YOUR ASSIGNMENT |
Count the lines below that contain "wooden". Give only the number.

TASK MATERIAL |
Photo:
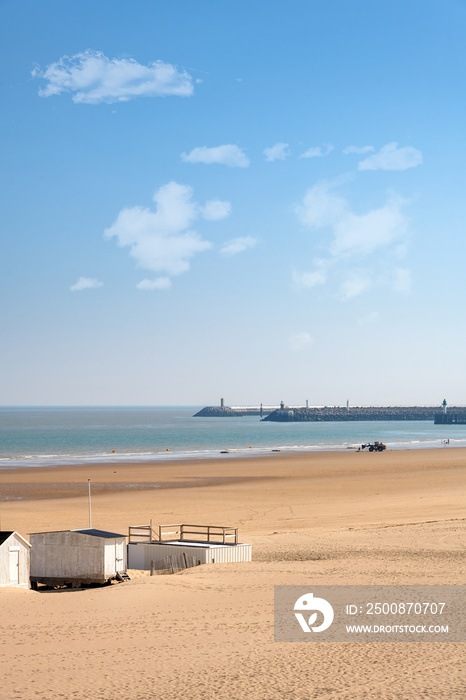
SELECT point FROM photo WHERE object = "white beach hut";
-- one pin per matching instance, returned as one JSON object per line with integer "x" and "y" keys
{"x": 14, "y": 559}
{"x": 191, "y": 545}
{"x": 74, "y": 557}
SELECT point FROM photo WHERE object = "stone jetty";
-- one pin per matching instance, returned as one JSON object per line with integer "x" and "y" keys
{"x": 353, "y": 413}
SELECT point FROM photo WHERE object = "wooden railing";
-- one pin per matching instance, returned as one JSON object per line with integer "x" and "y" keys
{"x": 141, "y": 533}
{"x": 217, "y": 534}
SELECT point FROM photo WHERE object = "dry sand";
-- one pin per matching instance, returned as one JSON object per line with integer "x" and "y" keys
{"x": 348, "y": 518}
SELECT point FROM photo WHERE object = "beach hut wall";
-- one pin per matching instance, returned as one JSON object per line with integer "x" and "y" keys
{"x": 141, "y": 554}
{"x": 77, "y": 556}
{"x": 14, "y": 559}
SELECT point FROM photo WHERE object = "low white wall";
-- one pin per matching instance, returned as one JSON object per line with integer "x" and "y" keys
{"x": 140, "y": 554}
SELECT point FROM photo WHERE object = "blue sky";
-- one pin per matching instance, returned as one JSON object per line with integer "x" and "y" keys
{"x": 259, "y": 201}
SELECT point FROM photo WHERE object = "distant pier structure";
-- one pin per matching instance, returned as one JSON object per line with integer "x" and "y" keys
{"x": 455, "y": 416}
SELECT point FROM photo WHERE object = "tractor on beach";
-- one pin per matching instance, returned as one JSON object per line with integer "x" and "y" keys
{"x": 374, "y": 446}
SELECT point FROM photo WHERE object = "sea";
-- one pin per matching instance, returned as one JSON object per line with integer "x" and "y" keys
{"x": 57, "y": 436}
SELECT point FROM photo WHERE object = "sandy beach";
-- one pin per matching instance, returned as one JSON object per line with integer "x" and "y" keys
{"x": 313, "y": 518}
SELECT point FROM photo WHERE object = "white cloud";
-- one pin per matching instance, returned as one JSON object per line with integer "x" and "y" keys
{"x": 298, "y": 341}
{"x": 369, "y": 319}
{"x": 355, "y": 284}
{"x": 162, "y": 240}
{"x": 215, "y": 210}
{"x": 364, "y": 233}
{"x": 352, "y": 233}
{"x": 228, "y": 154}
{"x": 317, "y": 151}
{"x": 359, "y": 150}
{"x": 159, "y": 283}
{"x": 86, "y": 283}
{"x": 321, "y": 207}
{"x": 390, "y": 157}
{"x": 94, "y": 78}
{"x": 278, "y": 152}
{"x": 238, "y": 245}
{"x": 350, "y": 237}
{"x": 403, "y": 282}
{"x": 306, "y": 280}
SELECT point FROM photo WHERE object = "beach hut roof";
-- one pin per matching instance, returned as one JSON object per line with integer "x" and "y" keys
{"x": 85, "y": 531}
{"x": 5, "y": 534}
{"x": 98, "y": 533}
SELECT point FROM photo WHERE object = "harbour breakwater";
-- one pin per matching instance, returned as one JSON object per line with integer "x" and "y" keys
{"x": 354, "y": 413}
{"x": 338, "y": 413}
{"x": 233, "y": 411}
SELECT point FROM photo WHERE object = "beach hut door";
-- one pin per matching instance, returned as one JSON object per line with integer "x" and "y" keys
{"x": 14, "y": 565}
{"x": 119, "y": 559}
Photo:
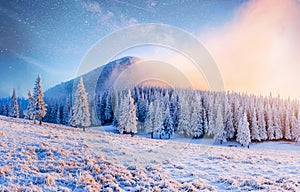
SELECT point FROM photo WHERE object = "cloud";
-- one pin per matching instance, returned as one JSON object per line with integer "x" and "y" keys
{"x": 108, "y": 18}
{"x": 259, "y": 50}
{"x": 35, "y": 63}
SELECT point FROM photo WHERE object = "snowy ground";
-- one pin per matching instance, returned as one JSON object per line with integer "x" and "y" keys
{"x": 53, "y": 157}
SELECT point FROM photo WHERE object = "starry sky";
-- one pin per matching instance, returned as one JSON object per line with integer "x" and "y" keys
{"x": 255, "y": 43}
{"x": 50, "y": 38}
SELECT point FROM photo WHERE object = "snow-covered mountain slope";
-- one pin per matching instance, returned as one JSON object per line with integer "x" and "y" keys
{"x": 53, "y": 157}
{"x": 95, "y": 81}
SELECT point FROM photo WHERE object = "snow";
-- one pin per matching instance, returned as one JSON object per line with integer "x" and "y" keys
{"x": 60, "y": 158}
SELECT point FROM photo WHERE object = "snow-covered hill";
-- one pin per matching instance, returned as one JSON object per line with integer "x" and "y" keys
{"x": 59, "y": 158}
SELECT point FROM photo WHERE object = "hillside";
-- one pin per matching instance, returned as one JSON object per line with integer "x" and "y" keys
{"x": 95, "y": 81}
{"x": 54, "y": 157}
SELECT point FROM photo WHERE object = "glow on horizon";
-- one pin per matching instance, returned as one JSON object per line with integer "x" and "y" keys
{"x": 258, "y": 51}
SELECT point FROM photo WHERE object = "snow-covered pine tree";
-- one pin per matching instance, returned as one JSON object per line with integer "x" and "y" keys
{"x": 175, "y": 109}
{"x": 287, "y": 126}
{"x": 261, "y": 122}
{"x": 58, "y": 118}
{"x": 168, "y": 123}
{"x": 127, "y": 119}
{"x": 159, "y": 115}
{"x": 228, "y": 119}
{"x": 150, "y": 125}
{"x": 220, "y": 132}
{"x": 194, "y": 117}
{"x": 28, "y": 113}
{"x": 80, "y": 110}
{"x": 294, "y": 126}
{"x": 132, "y": 120}
{"x": 276, "y": 122}
{"x": 211, "y": 118}
{"x": 66, "y": 112}
{"x": 142, "y": 110}
{"x": 183, "y": 126}
{"x": 122, "y": 110}
{"x": 254, "y": 127}
{"x": 296, "y": 131}
{"x": 14, "y": 106}
{"x": 243, "y": 135}
{"x": 270, "y": 123}
{"x": 38, "y": 100}
{"x": 108, "y": 113}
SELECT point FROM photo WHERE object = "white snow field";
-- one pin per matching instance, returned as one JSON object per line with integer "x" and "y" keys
{"x": 59, "y": 158}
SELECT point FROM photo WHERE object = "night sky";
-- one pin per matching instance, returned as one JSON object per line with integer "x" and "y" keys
{"x": 50, "y": 38}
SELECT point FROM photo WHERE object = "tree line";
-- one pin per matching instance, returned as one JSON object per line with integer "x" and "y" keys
{"x": 161, "y": 112}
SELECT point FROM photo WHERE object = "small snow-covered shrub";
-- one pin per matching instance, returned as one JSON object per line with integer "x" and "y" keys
{"x": 5, "y": 170}
{"x": 49, "y": 180}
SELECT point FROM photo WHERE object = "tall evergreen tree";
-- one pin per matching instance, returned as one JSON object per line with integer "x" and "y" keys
{"x": 168, "y": 123}
{"x": 254, "y": 127}
{"x": 243, "y": 135}
{"x": 80, "y": 110}
{"x": 14, "y": 106}
{"x": 220, "y": 132}
{"x": 38, "y": 100}
{"x": 30, "y": 107}
{"x": 270, "y": 123}
{"x": 150, "y": 122}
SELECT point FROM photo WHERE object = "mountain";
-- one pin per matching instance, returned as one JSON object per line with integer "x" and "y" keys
{"x": 95, "y": 81}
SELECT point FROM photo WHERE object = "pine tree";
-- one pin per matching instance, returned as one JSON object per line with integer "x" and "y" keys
{"x": 168, "y": 123}
{"x": 183, "y": 126}
{"x": 196, "y": 129}
{"x": 38, "y": 100}
{"x": 58, "y": 118}
{"x": 158, "y": 123}
{"x": 220, "y": 132}
{"x": 150, "y": 125}
{"x": 276, "y": 121}
{"x": 243, "y": 135}
{"x": 228, "y": 114}
{"x": 108, "y": 113}
{"x": 80, "y": 110}
{"x": 127, "y": 119}
{"x": 262, "y": 123}
{"x": 270, "y": 123}
{"x": 254, "y": 127}
{"x": 67, "y": 111}
{"x": 14, "y": 106}
{"x": 29, "y": 111}
{"x": 287, "y": 127}
{"x": 294, "y": 126}
{"x": 132, "y": 120}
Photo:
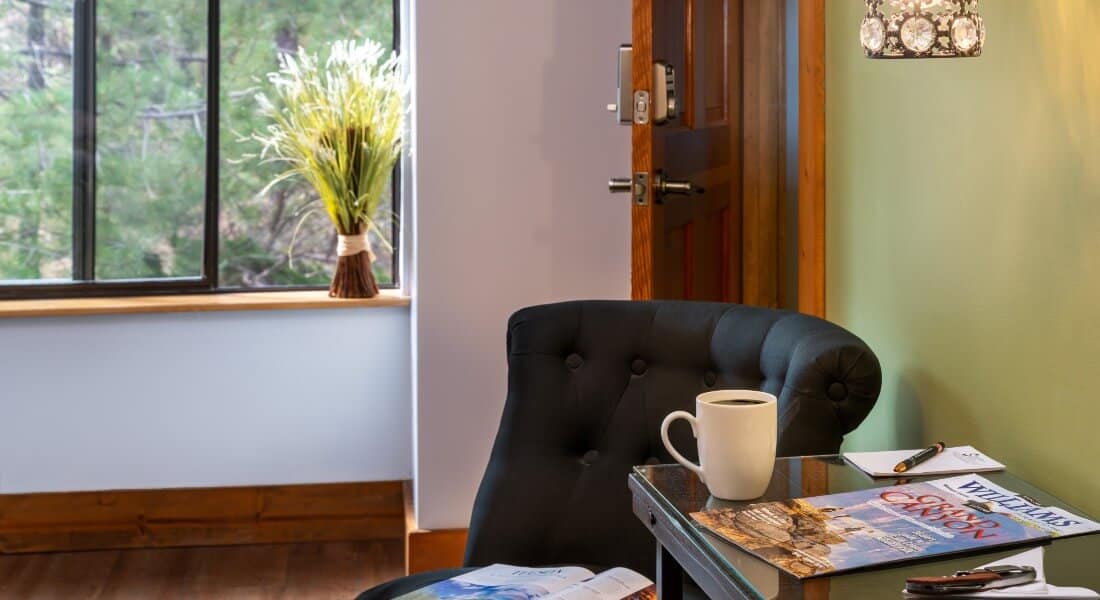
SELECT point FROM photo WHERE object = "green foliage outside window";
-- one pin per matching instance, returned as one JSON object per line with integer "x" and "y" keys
{"x": 151, "y": 145}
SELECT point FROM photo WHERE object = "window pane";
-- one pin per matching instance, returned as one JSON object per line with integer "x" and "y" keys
{"x": 151, "y": 73}
{"x": 35, "y": 140}
{"x": 259, "y": 244}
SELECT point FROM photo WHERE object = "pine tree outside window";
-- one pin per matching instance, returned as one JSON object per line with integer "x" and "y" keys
{"x": 156, "y": 193}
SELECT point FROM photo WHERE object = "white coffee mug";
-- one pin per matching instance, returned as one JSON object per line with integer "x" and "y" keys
{"x": 736, "y": 432}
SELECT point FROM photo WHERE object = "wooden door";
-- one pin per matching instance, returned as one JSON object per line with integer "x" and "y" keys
{"x": 727, "y": 241}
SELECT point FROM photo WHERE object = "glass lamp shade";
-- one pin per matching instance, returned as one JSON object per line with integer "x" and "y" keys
{"x": 922, "y": 29}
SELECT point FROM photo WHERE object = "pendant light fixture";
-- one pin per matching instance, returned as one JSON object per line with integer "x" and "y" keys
{"x": 922, "y": 29}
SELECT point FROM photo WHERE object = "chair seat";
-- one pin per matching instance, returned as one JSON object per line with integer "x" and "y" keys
{"x": 413, "y": 582}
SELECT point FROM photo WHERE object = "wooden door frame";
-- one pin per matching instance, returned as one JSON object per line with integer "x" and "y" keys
{"x": 811, "y": 236}
{"x": 812, "y": 157}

TASK SOLUTION |
3